Description of the task: Return, exactly, the line that contains "the man with eyeglasses" together with all lines after it to the end of the entries, and no further lines.

(Saved data entries)

______________________________

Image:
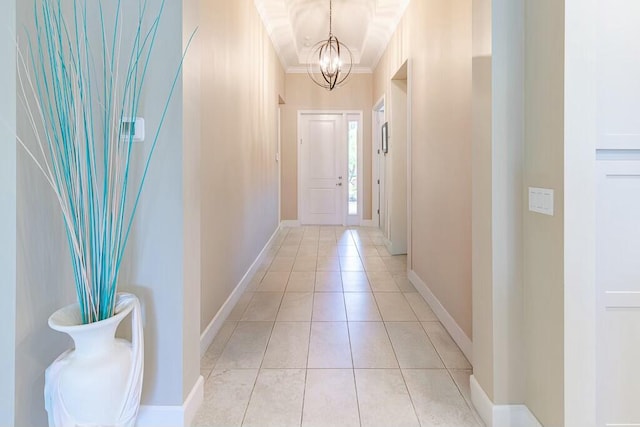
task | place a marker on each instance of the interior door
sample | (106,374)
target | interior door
(322,162)
(618,285)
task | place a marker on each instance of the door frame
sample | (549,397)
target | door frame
(378,108)
(343,114)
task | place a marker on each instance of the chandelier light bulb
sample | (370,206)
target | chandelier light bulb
(329,62)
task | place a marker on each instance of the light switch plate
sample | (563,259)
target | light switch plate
(541,200)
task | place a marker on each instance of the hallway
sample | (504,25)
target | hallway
(331,333)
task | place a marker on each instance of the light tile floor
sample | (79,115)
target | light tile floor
(331,333)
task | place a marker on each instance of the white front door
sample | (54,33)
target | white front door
(322,166)
(618,286)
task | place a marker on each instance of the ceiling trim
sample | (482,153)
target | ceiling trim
(303,70)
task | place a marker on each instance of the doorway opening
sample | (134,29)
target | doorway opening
(396,168)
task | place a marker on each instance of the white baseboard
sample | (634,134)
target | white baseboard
(500,415)
(173,416)
(210,332)
(449,323)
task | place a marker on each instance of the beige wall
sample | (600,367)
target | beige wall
(498,146)
(303,94)
(436,36)
(241,81)
(518,255)
(544,235)
(154,266)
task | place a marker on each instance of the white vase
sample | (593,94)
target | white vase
(98,383)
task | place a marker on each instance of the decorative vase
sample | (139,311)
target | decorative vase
(99,382)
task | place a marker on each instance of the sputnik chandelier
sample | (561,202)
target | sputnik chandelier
(330,61)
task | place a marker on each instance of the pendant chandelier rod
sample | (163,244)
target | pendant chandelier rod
(330,18)
(331,59)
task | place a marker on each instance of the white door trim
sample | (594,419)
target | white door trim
(409,168)
(344,114)
(375,166)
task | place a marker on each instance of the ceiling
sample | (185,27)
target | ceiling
(365,26)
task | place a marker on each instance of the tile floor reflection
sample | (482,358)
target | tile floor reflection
(330,332)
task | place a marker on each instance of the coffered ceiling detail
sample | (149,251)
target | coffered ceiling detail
(365,26)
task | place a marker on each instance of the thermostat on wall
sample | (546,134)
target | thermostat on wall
(132,128)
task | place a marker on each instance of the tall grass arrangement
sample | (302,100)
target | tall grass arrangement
(76,92)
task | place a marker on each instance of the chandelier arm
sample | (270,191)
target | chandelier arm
(330,60)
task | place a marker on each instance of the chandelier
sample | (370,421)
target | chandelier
(329,62)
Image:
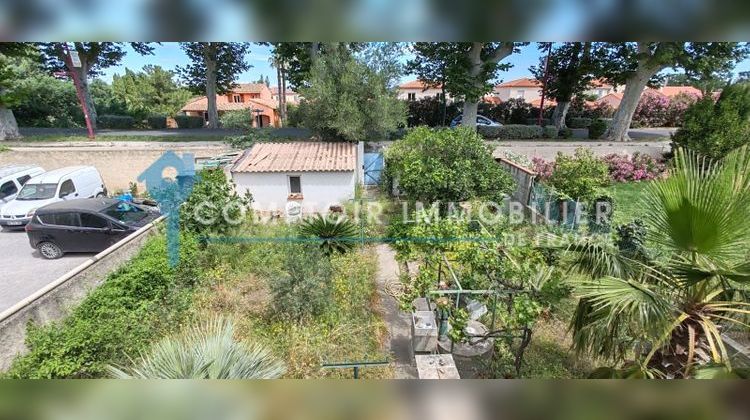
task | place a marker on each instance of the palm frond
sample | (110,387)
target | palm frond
(206,351)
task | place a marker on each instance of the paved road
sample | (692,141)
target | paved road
(23,271)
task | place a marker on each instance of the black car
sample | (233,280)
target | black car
(85,225)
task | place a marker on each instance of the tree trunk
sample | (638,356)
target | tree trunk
(8,126)
(635,84)
(88,100)
(469,118)
(280,92)
(558,116)
(213,113)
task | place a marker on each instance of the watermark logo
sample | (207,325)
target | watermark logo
(169,181)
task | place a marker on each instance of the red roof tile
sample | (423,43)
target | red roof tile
(298,157)
(523,82)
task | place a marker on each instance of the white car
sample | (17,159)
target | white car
(50,187)
(12,179)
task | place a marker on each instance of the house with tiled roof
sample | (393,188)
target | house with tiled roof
(299,177)
(292,97)
(415,90)
(254,98)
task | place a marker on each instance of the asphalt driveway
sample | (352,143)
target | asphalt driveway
(23,271)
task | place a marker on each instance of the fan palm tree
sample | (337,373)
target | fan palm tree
(337,235)
(207,351)
(665,317)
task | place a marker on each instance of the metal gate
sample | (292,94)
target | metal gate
(373,168)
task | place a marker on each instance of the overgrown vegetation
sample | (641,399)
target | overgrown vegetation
(446,165)
(713,129)
(140,302)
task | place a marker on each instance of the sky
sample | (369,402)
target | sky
(169,55)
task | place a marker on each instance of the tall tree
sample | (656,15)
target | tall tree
(467,69)
(94,56)
(152,91)
(569,71)
(10,88)
(299,57)
(348,100)
(213,70)
(637,64)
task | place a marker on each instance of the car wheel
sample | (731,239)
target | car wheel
(49,250)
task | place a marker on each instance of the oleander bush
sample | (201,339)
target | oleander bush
(638,167)
(119,122)
(157,122)
(511,131)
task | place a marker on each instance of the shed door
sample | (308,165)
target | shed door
(373,168)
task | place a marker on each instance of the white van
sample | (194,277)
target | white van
(50,187)
(12,178)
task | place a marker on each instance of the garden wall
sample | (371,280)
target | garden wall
(52,302)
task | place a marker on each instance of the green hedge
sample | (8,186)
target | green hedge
(240,119)
(511,131)
(115,121)
(578,122)
(187,121)
(143,300)
(157,122)
(597,129)
(550,132)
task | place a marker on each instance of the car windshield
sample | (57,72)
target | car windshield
(37,192)
(126,212)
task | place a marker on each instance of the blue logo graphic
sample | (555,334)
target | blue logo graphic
(171,193)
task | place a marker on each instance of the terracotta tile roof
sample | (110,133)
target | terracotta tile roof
(223,104)
(671,91)
(523,82)
(249,88)
(275,91)
(417,84)
(298,157)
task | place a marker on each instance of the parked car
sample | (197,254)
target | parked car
(50,187)
(12,179)
(85,225)
(481,120)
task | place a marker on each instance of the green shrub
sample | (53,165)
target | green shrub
(597,129)
(120,122)
(579,176)
(714,129)
(188,121)
(143,300)
(239,119)
(578,122)
(535,121)
(447,165)
(157,122)
(302,288)
(550,132)
(213,206)
(565,133)
(511,131)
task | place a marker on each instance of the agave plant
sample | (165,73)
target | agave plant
(207,351)
(667,316)
(336,234)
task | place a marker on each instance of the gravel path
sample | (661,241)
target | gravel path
(397,322)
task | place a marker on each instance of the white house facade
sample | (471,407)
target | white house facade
(309,176)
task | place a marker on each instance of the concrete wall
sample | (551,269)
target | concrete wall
(119,165)
(55,300)
(319,189)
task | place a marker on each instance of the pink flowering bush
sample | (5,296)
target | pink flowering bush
(639,167)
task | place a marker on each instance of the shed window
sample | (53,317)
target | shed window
(295,185)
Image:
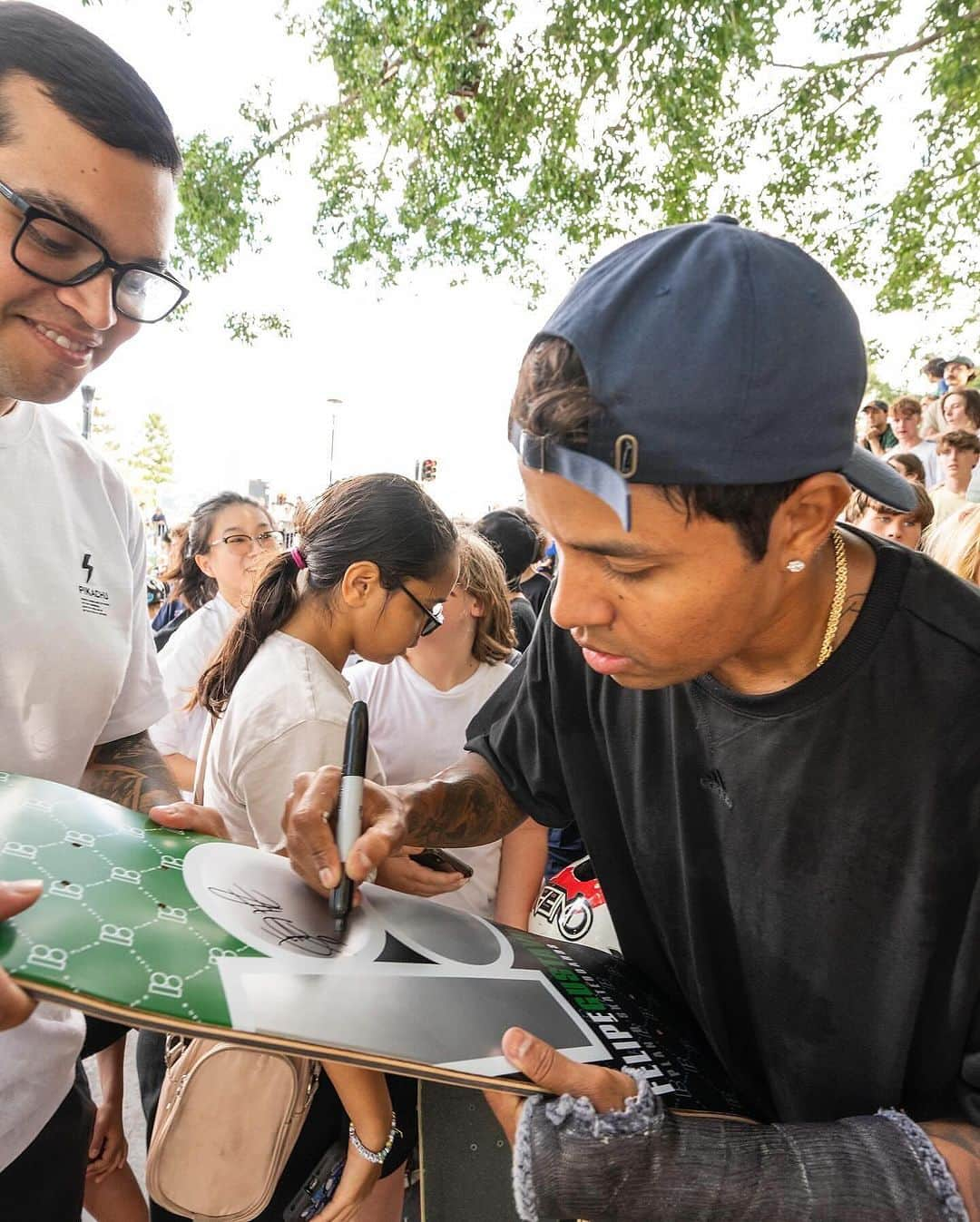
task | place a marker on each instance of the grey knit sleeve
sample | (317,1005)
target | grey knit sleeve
(645,1162)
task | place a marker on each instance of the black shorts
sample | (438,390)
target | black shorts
(48,1180)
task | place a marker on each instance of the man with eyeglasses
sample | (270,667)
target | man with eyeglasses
(88,164)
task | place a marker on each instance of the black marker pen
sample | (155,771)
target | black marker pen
(348,807)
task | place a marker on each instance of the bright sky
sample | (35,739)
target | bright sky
(422,370)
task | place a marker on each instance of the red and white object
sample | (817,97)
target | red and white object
(572,907)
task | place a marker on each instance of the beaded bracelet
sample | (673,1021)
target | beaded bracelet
(374,1155)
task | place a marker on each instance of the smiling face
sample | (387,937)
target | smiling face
(957,465)
(905,423)
(671,599)
(233,569)
(957,373)
(52,337)
(888,523)
(955,411)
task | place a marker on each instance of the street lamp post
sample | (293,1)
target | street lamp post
(332,439)
(88,394)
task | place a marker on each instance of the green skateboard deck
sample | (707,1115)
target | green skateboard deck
(465,1158)
(187,934)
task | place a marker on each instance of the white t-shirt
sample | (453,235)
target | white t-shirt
(77,669)
(182,664)
(286,715)
(416,731)
(926,451)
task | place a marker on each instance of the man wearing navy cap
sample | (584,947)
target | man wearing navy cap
(707,700)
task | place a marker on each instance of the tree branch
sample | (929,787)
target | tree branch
(952,28)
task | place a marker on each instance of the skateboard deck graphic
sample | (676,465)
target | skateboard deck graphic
(189,934)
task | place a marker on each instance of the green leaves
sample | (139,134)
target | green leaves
(479,133)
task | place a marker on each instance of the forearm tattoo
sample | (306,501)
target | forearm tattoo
(853,605)
(965,1139)
(131,772)
(464,806)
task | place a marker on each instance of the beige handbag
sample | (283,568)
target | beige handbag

______________________________

Output:
task | place a marker on each instance of the man with eyeglasses
sample | (270,667)
target | man with eyeglasses
(88,164)
task | place a marker on each instance of the black marker pen
sample | (155,771)
target | black marker pen
(348,807)
task | place a marker on each instance of the bright sky
sample | (35,739)
target | bright sky
(422,370)
task | place a marker on each instance of the red and white object
sample | (817,97)
target | red and white object
(572,907)
task | place a marker on each instance of the beaded bracelet
sample | (673,1021)
target | beaded bracelet
(374,1155)
task | place a marker on each instance of the smiling face
sample | (387,937)
target | smiling face
(957,465)
(905,423)
(671,599)
(233,569)
(957,373)
(52,337)
(888,523)
(955,411)
task | place a marker on each instance of the street lamp post
sample | (293,1)
target | street lamp post
(332,439)
(88,394)
task | place a marker on each instance of the green skateboard deck
sample | (707,1115)
target | green skateboard deck
(465,1158)
(187,934)
task | place a marker on each instance of the white t-shirt
sample | (453,235)
target | white t-shirt
(77,669)
(182,664)
(286,715)
(416,731)
(926,451)
task | place a marker on each instance of the man wearing navy cap
sample | (584,947)
target | man wearing navy cap
(707,700)
task | place a marker on each instance of the tree branch
sample | (929,787)
target | tree branch
(952,28)
task | place a marker on each instance of the skateboard deck graphic
sample | (676,465)
target | skateboard deck graphic
(189,934)
task | place a marker on each instance of the green leaves
sample | (139,134)
target | green leaves
(479,133)
task | place a marker on each instance of the forearm tattoo
sample | (306,501)
target | forearm tattoo
(853,605)
(965,1139)
(131,772)
(464,806)
task | place a marker on each instance of the beige handbag
sample | (283,568)
target | beige handbag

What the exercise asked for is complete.